■ Work to be completed
The entries below should be transcribed in their entirety, exactly as written.

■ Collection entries
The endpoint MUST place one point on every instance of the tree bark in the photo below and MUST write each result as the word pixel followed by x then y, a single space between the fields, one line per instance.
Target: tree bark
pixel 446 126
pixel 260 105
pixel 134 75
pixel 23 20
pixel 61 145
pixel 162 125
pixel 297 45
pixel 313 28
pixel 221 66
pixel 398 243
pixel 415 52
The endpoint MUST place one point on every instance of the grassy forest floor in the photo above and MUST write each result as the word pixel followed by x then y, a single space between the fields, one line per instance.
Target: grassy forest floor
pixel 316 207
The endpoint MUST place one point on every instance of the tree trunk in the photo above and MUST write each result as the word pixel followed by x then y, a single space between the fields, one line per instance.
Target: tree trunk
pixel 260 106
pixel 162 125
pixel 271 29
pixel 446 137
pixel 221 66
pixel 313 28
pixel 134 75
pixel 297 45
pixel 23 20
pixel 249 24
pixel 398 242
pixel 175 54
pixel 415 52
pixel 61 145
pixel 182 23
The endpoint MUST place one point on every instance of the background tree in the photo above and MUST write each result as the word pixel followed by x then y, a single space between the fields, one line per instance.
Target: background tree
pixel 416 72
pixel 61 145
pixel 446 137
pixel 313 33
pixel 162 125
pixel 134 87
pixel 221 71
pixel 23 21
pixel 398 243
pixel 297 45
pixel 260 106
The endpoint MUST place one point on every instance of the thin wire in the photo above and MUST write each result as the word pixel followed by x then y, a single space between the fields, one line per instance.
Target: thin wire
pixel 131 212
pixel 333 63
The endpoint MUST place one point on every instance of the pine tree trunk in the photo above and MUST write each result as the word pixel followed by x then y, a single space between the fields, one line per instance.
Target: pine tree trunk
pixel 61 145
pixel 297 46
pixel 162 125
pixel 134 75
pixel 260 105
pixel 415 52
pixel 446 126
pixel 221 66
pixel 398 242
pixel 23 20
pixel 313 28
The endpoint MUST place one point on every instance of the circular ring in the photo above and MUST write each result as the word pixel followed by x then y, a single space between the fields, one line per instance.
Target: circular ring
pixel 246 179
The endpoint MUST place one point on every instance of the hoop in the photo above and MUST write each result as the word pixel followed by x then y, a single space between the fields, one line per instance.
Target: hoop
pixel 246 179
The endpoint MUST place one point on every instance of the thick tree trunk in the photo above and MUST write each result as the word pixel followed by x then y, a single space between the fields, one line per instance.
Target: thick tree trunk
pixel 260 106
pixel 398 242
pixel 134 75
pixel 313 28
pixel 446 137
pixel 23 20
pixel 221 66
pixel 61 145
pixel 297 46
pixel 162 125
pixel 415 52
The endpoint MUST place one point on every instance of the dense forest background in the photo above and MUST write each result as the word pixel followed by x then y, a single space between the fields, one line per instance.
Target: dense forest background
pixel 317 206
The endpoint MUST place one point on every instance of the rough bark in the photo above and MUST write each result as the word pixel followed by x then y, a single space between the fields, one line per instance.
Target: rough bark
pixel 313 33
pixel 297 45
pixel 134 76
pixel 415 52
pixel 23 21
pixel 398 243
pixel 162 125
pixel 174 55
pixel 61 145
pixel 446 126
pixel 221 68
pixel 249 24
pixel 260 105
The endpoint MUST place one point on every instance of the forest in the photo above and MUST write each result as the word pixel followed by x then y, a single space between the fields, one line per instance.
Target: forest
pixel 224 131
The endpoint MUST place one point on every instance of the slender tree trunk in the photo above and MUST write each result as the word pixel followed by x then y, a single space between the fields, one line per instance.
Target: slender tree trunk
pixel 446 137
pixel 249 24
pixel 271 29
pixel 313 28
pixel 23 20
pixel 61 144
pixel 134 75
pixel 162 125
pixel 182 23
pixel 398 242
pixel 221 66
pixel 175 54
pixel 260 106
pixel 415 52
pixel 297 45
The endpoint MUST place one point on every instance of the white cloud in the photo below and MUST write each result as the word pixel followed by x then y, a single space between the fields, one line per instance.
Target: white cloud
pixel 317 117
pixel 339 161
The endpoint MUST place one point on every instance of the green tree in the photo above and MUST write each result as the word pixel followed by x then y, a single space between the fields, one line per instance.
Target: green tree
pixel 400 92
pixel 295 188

■ Task result
The endpoint MUST place one point on every instance of the tree bark in the photo below and MUST write each result as the word pixel followed by x then y, a single space between the fields, one line per instance.
Target: tree bark
pixel 446 126
pixel 260 105
pixel 134 75
pixel 23 20
pixel 61 145
pixel 162 125
pixel 297 45
pixel 313 28
pixel 221 66
pixel 398 243
pixel 415 52
The endpoint MUST place one point on every instance of the grassy forest floor in the photo above and MUST write each result as the word pixel followed by x then y, a single space between the fields, one line per instance.
Target: grassy forest floor
pixel 316 207
The endpoint MUST place one point on every instance of the tree trunk in the photo above and MUST write each result as the word pixel followed by x then y, a single space between the fields, one line per instance.
Target: tree trunk
pixel 260 106
pixel 162 125
pixel 271 29
pixel 446 137
pixel 221 66
pixel 313 28
pixel 134 75
pixel 297 45
pixel 23 20
pixel 249 24
pixel 398 242
pixel 175 54
pixel 415 52
pixel 61 145
pixel 182 23
The endpoint MUST place one point on every instance of the background tree in the photo above and MUST write each result as the word pixel followed by x then y, a single space between the fields, one line per instance.
Target: background tree
pixel 416 72
pixel 61 145
pixel 446 137
pixel 313 33
pixel 162 125
pixel 134 87
pixel 221 71
pixel 23 21
pixel 398 243
pixel 297 45
pixel 260 106
The endpoint MUST place one point on every instance of the thin wire in the photo above and MUST write each result as the word pixel followed by x then y, a single space between the fields, one line per instance.
Target: thin wire
pixel 131 212
pixel 333 63
The endpoint MUST place one point on every instance of the pine tree trunk in the photo above and MUST write each result as the word pixel followed by x then y, a single space between the fields, one line per instance.
Target: pine tree trunk
pixel 61 145
pixel 297 46
pixel 162 125
pixel 134 75
pixel 260 105
pixel 415 52
pixel 446 126
pixel 221 66
pixel 398 242
pixel 23 20
pixel 313 28
The endpoint MUST place one point on every instance of the circular ring in the photo above and MUST write each result as the word pixel followed by x then y, a single space between the fields, one line per instance.
Target: circular ring
pixel 246 179
The endpoint MUST place one point on every instance of the hoop in the photo above and MUST write each result as the word pixel followed by x then y, a single space between the fields, one line per instance.
Target: hoop
pixel 246 179
The endpoint MUST place one point on every instance of the thick tree trunk in the photo above and MUST write each result as the word pixel followed by x then y, a single space between the fields, one line per instance.
Target: thick tree trunk
pixel 260 106
pixel 398 242
pixel 134 75
pixel 313 28
pixel 446 137
pixel 23 20
pixel 221 66
pixel 61 145
pixel 297 46
pixel 162 125
pixel 415 52
The endpoint MUST place one point on every instance of the dense forest background in the photo above and MUST write each result as the word pixel followed by x then y, a single space between the fields, one line per instance.
Target: dense forest background
pixel 317 206
The endpoint MUST place one point on every instance of the rough bark in the photo above and MUST write each result as the word pixel followed by x then y, a single space between the fields, one line per instance.
Target: rough bark
pixel 313 33
pixel 297 45
pixel 134 76
pixel 415 52
pixel 23 21
pixel 398 243
pixel 162 125
pixel 174 55
pixel 61 145
pixel 446 126
pixel 221 68
pixel 249 24
pixel 260 105
The endpoint MUST place one point on every instance of the forest in the photo above and MUST write each result as the word pixel followed by x then y, a single space between the fields, one line per instance.
Target: forest
pixel 224 131
The endpoint MUST place one point on every instance of the slender tree trunk in the photo above and MUST write each result as the word pixel followed by x then y, a single space between the fields, one line per instance.
Target: slender tree trunk
pixel 446 137
pixel 249 24
pixel 271 29
pixel 313 28
pixel 23 20
pixel 61 144
pixel 134 75
pixel 162 125
pixel 182 23
pixel 398 242
pixel 221 66
pixel 175 54
pixel 260 106
pixel 415 52
pixel 297 45
The endpoint MUST place one point on every instance of the white cloud in the photo below and MUST write each result as the word pixel followed by x then y, a single space between the fields, one line per instance.
Target: white cloud
pixel 317 117
pixel 339 161
The endpoint MUST place one point on every instance of the green tree in the photo above and MUST write each result as the word pixel followed by x then y, a single space between the fields, one line per instance.
Target: green tree
pixel 400 92
pixel 295 188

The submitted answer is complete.